[Task statement]: Write out everything from "Migrant Tales insight: Ogneslav" down to "corridors of Europe." in the asylum seeker's account below, word for word.

Migrant Tales insight: Ogneslav Shevchenko, 36, is a Russian national with Ukrainian parents seeking asylum in Europe. Once you get to know him a little, you notice that he has traveled for many years, searching for a country where he is free from persecution. His story is like others seeking asylum and traveling in the sometimes unfriendly and cold corridors of Europe.
“In February 2017 I flew to Finland by plane. The main reason for fleeing Russia was a criminal case against me. Against undesirable authorities of the opposition, the state fabricates criminal cases on fictitious charges and deal with such people with physical violence so they will leave the country. Torture and covert killings are routine in Russian prisons.
I had difficulties with Migri [Finnish Immigration Service] right away. When I was giving the first interview, I was provided with one translator; during the second interview the translator was changed, and he translated and distorted a little what I said. As a result, I had to correct my statement in the third interview. In general, I was dissatisfied with the quality of the translation and interpreters.
Migri responded to my asylum case after 2.6 years of waiting. This is a violation of the terms of consideration! I have repeatedly complained to Migri and other refugee rights organizations about this, but it was useless. By law, an asylum application must be considered within six months. That’s the time on the document of my interview. But I got an answer after 30 months. There was a well-known case that was reported in the media about an Afghan asylum seeker who committed suicide after four years of waiting for the first decision from Migri. The answer was also negative. Four years of waiting!…
As a result, and during those 2.6 years I waited, the criminal code in Russia, the one I was persecuted with, was softened and based on that change, I was refused asylum in Finland. There is no criminal case – there is no threat to my life. I have the impression that Migri purposefully waits and takes its time so that matters in the country of asylum seekers will improve so they can then deport them safely to their home country.
“We have too many refugees, and we can’t handle the job.” Such was the given to me by Migri to the question: “Why it took so long to have an answer about my case?”

[Data to examine]:
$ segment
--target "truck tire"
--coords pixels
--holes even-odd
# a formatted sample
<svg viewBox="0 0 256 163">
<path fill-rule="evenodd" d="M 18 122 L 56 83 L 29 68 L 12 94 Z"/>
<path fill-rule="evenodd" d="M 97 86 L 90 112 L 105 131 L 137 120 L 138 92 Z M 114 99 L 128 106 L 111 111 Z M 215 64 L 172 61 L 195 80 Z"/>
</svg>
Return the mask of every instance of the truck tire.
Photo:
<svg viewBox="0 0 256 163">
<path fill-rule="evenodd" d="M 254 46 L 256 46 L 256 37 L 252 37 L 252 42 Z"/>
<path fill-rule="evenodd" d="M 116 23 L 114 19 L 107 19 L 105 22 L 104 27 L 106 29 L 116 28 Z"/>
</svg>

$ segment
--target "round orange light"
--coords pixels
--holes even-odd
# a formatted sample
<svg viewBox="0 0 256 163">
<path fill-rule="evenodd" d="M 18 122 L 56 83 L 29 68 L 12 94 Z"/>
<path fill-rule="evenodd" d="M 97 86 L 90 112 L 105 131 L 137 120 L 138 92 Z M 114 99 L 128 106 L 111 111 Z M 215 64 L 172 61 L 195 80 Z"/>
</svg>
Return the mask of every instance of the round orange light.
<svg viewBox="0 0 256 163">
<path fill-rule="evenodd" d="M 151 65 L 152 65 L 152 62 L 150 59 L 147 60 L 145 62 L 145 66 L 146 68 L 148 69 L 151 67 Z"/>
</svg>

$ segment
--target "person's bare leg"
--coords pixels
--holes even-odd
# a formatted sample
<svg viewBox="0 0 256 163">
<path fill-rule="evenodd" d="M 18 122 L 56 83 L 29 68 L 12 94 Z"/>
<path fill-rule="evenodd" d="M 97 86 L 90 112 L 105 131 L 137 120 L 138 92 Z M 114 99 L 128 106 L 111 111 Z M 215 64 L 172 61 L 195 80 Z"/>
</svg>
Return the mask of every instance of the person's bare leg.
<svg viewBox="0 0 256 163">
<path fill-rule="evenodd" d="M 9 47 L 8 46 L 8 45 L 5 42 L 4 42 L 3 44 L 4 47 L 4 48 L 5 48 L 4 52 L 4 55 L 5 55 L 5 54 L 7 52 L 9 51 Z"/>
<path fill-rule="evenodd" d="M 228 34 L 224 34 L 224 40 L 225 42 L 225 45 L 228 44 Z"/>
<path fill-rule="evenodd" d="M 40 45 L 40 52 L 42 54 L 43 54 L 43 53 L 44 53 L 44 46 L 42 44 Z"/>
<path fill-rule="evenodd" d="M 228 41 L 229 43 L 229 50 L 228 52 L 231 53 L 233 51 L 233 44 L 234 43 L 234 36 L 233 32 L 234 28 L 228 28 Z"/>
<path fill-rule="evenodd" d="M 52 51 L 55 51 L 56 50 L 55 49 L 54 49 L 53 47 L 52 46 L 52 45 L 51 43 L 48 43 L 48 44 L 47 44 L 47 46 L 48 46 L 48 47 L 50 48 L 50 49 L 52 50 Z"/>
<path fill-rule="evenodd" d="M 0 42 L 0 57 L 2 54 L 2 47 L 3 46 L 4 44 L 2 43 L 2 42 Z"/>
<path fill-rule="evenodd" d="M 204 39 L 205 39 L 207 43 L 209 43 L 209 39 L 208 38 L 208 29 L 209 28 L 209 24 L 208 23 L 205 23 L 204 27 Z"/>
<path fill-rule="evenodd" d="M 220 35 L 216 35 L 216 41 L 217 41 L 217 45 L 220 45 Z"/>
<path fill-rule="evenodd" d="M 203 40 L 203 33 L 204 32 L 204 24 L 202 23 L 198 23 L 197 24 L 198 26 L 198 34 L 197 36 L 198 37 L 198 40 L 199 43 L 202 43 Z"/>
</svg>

[Expected answer]:
Migrant Tales insight: Ogneslav Shevchenko, 36, is a Russian national with Ukrainian parents seeking asylum in Europe. Once you get to know him a little, you notice that he has traveled for many years, searching for a country where he is free from persecution. His story is like others seeking asylum and traveling in the sometimes unfriendly and cold corridors of Europe.